===== Data extracts

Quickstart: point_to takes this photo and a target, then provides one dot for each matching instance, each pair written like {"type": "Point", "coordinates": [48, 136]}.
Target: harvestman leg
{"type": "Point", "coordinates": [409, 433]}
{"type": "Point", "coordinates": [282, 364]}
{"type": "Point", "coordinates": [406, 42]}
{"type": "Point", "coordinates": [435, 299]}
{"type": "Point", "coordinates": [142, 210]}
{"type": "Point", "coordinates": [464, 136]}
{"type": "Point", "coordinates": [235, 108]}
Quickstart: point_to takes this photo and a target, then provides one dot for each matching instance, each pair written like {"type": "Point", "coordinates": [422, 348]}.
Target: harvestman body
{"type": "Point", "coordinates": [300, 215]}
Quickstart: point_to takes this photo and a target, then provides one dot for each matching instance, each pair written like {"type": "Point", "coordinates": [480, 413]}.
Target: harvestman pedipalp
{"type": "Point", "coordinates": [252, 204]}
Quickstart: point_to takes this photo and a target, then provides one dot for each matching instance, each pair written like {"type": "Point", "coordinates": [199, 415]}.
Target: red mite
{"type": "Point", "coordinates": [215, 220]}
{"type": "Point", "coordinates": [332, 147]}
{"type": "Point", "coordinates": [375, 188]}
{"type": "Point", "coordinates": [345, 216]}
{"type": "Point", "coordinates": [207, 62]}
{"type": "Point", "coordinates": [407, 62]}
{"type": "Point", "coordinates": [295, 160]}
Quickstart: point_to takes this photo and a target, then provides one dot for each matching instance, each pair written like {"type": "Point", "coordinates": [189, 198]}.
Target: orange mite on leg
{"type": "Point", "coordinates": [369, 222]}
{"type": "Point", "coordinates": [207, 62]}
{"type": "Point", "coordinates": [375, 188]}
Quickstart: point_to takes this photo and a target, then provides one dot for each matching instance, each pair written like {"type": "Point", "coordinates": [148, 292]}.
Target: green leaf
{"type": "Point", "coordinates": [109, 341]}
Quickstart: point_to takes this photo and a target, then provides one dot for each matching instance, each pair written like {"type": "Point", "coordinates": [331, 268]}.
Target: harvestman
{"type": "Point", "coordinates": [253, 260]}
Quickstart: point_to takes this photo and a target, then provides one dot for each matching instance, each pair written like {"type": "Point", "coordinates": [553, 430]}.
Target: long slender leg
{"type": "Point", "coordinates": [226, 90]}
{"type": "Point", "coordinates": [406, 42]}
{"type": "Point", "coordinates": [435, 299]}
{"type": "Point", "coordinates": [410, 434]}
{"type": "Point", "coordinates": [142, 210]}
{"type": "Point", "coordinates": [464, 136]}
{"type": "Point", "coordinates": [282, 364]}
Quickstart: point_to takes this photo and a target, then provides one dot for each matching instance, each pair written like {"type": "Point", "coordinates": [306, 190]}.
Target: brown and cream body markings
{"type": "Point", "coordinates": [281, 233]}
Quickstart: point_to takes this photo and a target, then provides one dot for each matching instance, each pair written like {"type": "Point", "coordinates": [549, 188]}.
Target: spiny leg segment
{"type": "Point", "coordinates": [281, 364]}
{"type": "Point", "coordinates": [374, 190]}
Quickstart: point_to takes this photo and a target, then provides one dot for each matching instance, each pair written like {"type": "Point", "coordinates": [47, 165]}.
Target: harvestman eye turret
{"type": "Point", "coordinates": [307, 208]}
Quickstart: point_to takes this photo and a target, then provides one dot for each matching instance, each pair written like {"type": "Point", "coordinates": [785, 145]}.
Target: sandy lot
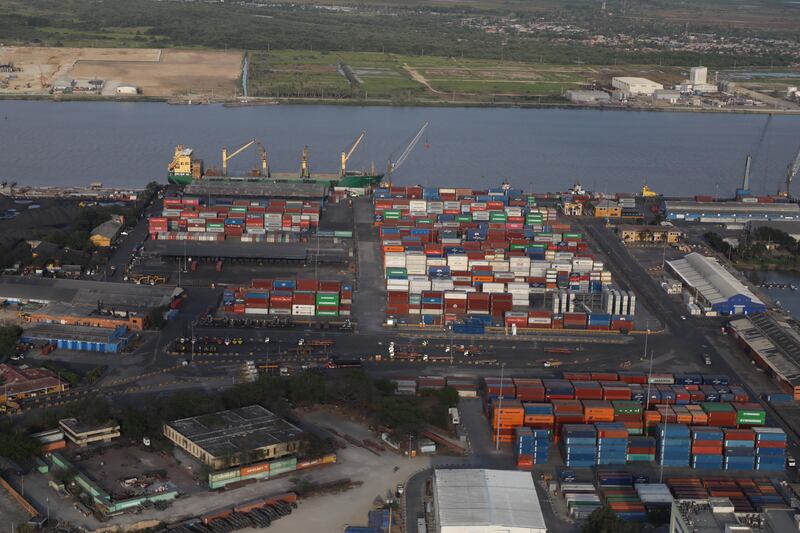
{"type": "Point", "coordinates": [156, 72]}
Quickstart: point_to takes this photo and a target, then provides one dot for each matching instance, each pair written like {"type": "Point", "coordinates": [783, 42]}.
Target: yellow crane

==========

## Task statement
Please retype exactly the lines from the one containing "Target: sandy lot" through the last line of the records, both included, leaving out every picture.

## Your solution
Target: sandy lot
{"type": "Point", "coordinates": [156, 72]}
Quickstart: point_to takes this photo and a target, then provides one dot for each matching instance, each pair written like {"type": "Point", "coordinates": [783, 42]}.
Target: yellow crane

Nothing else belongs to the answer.